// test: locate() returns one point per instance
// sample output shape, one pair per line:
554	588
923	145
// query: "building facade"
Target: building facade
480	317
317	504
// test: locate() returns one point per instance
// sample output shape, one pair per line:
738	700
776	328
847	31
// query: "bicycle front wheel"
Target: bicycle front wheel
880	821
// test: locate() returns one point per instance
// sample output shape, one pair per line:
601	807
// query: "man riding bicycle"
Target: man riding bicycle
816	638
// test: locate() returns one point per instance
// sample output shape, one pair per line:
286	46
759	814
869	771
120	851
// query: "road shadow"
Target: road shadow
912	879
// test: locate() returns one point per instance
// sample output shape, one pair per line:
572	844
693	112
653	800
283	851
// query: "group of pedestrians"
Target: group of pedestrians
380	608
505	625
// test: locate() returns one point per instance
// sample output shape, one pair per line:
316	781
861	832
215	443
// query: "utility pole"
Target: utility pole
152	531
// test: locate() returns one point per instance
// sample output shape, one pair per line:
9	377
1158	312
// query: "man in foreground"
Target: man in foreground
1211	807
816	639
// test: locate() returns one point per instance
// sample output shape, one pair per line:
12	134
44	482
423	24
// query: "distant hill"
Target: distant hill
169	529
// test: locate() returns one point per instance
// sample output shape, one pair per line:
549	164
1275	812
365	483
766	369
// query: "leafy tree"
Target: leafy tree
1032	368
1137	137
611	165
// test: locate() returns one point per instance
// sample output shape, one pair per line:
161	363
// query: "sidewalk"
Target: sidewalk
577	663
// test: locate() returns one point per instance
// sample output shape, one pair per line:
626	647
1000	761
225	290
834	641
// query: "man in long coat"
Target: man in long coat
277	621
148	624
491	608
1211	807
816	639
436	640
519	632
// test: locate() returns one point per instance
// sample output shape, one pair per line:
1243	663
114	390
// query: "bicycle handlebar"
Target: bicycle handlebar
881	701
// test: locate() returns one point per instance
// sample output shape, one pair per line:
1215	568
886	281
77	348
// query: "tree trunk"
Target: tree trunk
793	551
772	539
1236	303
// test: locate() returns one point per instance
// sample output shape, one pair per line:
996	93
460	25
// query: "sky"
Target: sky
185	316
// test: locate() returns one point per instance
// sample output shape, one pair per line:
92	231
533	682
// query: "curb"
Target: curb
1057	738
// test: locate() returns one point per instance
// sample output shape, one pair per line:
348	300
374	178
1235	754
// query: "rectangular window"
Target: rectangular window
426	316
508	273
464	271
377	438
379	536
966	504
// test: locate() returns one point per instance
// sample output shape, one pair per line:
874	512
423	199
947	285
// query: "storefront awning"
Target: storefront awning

● Work to be completed: Transcribe all of the entries without altering anything.

● Solved problem:
// test: locate() returns one point per instance
// sample output shape, one pair per line:
554	588
923	145
// query: "building facade"
Target: building facade
480	317
317	504
// test: locate() returns one point per instance
// sample output shape, one pair per line:
738	700
776	328
847	31
// query: "bicycle front wheel"
Target: bicycle front wheel
880	821
// test: locate() returns one point per instance
// sample output shape, one pair per line:
601	807
// query: "man riding bicycle"
Target: man riding bicycle
816	638
// test: locate() returns one point per instance
// sample output shape, one pair per line:
286	46
759	814
869	771
120	851
// query: "road shadow"
Target: road shadow
912	879
// test: locate() returns one point per instance
// sample output shape, one pair per line:
572	844
693	112
653	800
283	851
// query: "group of pedestrians"
Target: group of pedestrians
380	608
505	625
// test: locate() returns one point per instance
// sample output shape, one pair per line:
316	781
861	832
215	443
// query: "utility pole"
Target: utility pole
152	531
// test: locate() returns one point per instance
// sample output shape, one pair per line:
9	377
1158	312
// query: "man in foreground"
Target: man in foreground
1211	807
816	639
// test: locate() returns one point per instance
// sample output shape, one pair per line:
12	134
44	482
423	24
// query: "distant hill"
Target: distant hill
169	529
// test: locate() returns one point per instance
// sample output shape, one pair per line:
549	164
1275	812
365	483
766	369
// query: "leafy tree"
Target: leafy tree
1032	368
1137	137
611	165
// test: locate() returns one point per instance
// sample output shape, one pair per line:
161	363
// query: "sidewalk"
Target: sidewalk
577	663
// test: locate() returns one point per instance
// sample output shape, one pair per line:
626	647
1000	761
225	290
834	641
// query: "man in long coat"
Target: man in long coat
277	621
148	624
491	608
1211	807
816	639
436	640
519	632
// test: locate() returns one point per instance
// sample output shape, one pair per line:
1243	663
114	390
// query: "bicycle handlebar"
Target: bicycle handlebar
881	701
// test: locate() returns one point per instance
// sample output shape, one pair per line:
1215	568
886	281
77	348
// query: "tree trunk"
Target: tree trunk
793	551
772	539
1236	303
// test: locate() returns one point per instance
// sample output shape, one pair per line:
996	93
460	25
// query: "sky"
Target: sky
185	316
// test: locate() returns one point per instance
// sample output shape, one pair per line:
92	231
533	682
// query: "curb"
Target: curb
1057	738
// test: locate() returns one point per instance
// sample output shape, one pair per line:
348	300
374	178
1235	754
// query: "rectangular window"
Target: rectangular window
426	316
508	273
464	271
377	438
379	536
966	504
// test: locate() returns one point per instance
// sample output shape, one pair per line:
874	512
423	199
947	285
// query: "storefront awning"
Target: storefront awning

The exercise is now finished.